┌─ TASK MATERIAL
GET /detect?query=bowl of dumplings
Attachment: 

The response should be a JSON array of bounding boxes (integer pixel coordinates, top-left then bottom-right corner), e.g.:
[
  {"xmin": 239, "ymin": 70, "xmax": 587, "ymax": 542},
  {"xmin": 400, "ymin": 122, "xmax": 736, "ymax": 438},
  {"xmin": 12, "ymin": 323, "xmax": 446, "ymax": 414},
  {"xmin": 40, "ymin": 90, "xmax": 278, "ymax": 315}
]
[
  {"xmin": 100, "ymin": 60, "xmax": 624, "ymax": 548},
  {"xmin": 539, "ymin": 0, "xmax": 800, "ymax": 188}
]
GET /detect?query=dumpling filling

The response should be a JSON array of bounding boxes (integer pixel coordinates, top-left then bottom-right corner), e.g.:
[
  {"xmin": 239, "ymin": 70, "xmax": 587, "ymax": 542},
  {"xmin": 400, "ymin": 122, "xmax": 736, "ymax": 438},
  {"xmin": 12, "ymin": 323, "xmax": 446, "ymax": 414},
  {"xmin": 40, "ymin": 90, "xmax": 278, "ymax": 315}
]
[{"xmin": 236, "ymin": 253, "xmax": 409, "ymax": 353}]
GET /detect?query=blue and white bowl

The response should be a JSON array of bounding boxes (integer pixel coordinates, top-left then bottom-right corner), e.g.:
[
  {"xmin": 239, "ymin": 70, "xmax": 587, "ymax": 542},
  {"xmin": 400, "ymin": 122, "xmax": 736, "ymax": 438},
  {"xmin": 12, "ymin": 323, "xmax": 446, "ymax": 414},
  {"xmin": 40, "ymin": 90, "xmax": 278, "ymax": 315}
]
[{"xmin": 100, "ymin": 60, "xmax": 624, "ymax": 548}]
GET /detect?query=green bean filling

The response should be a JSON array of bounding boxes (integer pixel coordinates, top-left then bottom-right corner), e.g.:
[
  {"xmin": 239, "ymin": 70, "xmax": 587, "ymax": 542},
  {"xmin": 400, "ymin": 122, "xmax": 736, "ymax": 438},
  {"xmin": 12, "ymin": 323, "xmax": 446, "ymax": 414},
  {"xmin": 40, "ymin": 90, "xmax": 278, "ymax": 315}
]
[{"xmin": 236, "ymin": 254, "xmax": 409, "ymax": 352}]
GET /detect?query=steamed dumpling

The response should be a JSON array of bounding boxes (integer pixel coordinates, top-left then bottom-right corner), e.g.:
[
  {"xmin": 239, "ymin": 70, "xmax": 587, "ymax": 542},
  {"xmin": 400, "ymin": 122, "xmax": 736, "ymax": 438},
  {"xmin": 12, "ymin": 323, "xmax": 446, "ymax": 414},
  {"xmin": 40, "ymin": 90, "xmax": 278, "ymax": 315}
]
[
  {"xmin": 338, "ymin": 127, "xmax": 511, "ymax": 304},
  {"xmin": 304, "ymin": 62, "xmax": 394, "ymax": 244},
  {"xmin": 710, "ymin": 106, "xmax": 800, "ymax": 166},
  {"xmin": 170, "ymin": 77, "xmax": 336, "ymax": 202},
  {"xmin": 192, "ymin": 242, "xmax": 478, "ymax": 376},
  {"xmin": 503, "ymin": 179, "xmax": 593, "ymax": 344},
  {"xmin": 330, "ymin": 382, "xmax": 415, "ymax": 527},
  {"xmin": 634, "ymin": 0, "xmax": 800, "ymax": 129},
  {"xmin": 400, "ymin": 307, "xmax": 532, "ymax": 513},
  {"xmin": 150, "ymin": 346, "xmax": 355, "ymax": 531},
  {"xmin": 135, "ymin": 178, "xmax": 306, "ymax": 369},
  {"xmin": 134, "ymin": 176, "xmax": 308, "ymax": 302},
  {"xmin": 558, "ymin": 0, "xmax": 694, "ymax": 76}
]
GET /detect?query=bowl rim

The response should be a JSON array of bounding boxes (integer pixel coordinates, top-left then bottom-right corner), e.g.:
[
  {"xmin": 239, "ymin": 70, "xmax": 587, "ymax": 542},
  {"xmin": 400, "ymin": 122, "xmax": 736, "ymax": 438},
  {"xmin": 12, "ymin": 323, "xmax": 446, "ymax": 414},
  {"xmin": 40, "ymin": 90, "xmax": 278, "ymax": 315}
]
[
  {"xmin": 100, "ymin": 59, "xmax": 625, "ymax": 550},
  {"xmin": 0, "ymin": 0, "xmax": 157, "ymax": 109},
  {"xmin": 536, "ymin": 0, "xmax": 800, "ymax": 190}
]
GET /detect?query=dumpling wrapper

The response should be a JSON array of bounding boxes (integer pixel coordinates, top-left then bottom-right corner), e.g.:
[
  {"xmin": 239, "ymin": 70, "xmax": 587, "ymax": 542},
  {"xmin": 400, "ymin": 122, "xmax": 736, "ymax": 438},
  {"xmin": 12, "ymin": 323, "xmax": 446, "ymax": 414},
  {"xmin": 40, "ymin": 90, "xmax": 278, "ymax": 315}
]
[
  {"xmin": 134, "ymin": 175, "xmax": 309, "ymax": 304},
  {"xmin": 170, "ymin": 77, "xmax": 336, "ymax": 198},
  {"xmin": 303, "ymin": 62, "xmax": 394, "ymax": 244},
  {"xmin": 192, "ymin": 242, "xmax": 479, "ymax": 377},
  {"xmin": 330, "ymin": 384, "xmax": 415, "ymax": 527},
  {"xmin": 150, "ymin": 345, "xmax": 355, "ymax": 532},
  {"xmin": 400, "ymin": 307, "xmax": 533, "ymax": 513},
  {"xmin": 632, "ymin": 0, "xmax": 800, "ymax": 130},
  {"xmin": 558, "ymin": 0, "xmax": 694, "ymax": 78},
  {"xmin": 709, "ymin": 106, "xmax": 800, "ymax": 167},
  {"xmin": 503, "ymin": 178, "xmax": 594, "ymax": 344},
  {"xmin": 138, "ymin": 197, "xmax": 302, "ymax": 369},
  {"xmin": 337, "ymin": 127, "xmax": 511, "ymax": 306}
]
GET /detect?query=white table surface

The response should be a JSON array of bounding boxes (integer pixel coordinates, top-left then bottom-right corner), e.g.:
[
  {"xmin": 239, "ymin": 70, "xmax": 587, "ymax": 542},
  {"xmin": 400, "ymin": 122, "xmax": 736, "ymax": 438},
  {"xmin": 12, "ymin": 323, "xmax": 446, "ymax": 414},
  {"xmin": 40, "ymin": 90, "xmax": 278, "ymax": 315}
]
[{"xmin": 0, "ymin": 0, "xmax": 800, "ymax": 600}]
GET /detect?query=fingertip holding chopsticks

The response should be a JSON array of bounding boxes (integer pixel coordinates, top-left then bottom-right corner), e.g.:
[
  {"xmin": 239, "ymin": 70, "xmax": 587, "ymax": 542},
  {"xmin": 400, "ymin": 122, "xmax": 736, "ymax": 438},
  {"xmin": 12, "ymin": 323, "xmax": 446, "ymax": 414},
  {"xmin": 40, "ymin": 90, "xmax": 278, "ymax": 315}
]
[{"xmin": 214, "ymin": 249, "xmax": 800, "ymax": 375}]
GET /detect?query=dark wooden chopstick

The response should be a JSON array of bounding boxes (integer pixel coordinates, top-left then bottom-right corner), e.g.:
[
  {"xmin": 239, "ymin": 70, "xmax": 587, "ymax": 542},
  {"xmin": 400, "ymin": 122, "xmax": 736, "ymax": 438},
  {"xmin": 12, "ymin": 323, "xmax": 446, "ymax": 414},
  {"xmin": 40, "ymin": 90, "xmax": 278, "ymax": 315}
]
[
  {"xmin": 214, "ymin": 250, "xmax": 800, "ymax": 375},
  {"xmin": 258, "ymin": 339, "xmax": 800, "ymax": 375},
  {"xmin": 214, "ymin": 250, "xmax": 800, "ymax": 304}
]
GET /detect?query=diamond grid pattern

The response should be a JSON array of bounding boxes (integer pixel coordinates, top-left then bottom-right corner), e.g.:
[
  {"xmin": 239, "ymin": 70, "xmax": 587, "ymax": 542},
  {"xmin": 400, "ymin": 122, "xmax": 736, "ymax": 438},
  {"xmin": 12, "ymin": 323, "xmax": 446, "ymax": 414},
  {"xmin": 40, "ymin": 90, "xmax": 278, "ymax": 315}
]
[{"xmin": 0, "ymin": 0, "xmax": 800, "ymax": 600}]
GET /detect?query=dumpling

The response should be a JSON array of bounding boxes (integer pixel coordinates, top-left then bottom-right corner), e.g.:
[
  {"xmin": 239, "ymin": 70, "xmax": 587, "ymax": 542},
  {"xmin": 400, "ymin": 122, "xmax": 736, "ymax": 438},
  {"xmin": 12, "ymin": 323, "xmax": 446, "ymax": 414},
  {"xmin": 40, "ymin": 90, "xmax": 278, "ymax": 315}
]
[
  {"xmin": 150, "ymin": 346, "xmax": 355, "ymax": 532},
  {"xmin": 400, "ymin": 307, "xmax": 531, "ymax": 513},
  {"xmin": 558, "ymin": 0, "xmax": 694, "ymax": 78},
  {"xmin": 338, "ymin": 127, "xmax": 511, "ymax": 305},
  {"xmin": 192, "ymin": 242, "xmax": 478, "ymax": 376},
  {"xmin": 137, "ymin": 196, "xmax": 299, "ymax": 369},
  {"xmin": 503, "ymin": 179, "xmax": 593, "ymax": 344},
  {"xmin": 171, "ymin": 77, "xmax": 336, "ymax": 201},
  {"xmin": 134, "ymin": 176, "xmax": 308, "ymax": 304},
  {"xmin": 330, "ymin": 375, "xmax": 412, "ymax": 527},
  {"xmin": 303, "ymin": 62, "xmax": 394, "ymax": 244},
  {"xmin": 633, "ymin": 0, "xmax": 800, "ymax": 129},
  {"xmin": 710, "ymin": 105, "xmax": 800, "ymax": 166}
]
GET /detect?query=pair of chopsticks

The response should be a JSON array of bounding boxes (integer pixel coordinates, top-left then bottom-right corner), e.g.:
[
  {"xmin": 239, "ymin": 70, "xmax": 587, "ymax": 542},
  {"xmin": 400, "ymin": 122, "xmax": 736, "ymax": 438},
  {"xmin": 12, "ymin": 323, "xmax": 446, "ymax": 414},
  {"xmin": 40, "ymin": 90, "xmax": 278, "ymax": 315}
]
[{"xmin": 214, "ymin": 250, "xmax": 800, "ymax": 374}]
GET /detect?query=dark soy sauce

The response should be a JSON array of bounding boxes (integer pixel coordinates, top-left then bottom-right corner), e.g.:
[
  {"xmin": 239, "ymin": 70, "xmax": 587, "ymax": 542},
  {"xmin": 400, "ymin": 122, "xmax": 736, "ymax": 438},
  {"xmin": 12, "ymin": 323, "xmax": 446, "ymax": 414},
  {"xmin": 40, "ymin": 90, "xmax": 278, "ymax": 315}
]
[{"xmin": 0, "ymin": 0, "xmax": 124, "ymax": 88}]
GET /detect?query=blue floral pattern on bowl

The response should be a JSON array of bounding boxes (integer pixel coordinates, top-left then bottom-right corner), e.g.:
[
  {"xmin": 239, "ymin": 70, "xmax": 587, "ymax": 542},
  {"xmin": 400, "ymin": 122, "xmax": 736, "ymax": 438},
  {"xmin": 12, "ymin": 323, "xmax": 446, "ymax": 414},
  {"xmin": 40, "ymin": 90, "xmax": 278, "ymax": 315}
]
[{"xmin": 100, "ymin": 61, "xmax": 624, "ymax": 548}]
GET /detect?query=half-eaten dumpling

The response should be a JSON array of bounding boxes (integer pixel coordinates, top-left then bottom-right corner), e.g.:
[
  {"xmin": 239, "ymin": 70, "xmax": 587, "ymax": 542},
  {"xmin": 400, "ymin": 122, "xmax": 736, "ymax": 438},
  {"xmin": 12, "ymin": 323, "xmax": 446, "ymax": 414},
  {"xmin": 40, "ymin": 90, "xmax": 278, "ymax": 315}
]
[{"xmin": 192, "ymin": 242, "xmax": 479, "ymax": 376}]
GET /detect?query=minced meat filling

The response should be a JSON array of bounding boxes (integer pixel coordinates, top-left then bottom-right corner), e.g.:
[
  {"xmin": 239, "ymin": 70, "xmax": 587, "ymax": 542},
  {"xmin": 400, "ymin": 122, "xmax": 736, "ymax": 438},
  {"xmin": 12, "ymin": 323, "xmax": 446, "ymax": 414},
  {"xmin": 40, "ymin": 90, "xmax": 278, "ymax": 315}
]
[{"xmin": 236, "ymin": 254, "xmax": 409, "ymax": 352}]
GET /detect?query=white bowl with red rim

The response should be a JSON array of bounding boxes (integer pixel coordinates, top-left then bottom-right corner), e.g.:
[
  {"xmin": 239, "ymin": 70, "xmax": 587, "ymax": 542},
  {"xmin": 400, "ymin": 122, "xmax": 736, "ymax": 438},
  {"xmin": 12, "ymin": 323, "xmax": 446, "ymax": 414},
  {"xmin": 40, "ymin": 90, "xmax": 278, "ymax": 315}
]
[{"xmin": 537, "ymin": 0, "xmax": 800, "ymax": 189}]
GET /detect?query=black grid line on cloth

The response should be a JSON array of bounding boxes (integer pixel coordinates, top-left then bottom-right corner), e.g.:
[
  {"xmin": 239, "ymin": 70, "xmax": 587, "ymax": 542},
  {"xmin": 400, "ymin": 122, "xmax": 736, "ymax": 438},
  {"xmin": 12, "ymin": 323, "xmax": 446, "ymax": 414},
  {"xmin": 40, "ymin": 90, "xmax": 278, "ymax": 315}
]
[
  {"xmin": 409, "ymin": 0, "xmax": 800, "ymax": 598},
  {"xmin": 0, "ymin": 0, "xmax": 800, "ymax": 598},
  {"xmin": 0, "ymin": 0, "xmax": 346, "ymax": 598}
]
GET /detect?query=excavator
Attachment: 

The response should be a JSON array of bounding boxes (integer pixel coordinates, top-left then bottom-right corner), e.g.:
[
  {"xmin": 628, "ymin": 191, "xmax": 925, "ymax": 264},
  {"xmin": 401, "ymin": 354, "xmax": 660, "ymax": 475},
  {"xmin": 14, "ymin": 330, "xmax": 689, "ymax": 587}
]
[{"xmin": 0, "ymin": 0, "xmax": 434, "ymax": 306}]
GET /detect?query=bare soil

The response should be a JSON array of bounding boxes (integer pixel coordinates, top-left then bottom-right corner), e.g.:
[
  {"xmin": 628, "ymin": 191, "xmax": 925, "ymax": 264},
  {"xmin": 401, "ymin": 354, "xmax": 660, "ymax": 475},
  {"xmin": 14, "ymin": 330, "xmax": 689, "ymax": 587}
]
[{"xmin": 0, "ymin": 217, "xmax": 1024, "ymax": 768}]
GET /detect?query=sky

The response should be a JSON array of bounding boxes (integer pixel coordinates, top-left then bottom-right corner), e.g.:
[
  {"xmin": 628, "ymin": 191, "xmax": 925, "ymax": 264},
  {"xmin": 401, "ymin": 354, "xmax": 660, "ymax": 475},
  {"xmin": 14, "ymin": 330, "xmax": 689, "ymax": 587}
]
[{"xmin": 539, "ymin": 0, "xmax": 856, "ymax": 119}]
└─
## WHAT TO DO
Rewrite every line from the one containing "GET /detect?query=bare soil" through the end of the records, keeping each line in full. Multiply each bounding-box coordinate in the answers by 2 and round to whole numbers with halves up, leaving the numbers in the sample arrays unchanged.

## SOLUTION FOR THIS PROBLEM
GET /detect?query=bare soil

The response should be a JSON array of bounding boxes (integer pixel coordinates, top-left then bottom-right corner), e.g.:
[
  {"xmin": 628, "ymin": 191, "xmax": 925, "ymax": 264},
  {"xmin": 401, "ymin": 354, "xmax": 660, "ymax": 475},
  {"xmin": 14, "ymin": 330, "xmax": 689, "ymax": 587}
]
[{"xmin": 0, "ymin": 434, "xmax": 2048, "ymax": 1536}]
GET /detect?query=sky

The response should be a JSON array of bounding boxes (integer pixel coordinates, top-left then bottom-right corner), e.g.:
[
  {"xmin": 628, "ymin": 191, "xmax": 925, "ymax": 264},
  {"xmin": 401, "ymin": 354, "xmax": 660, "ymax": 475},
  {"xmin": 14, "ymin": 330, "xmax": 689, "ymax": 587}
]
[{"xmin": 1078, "ymin": 0, "xmax": 1712, "ymax": 238}]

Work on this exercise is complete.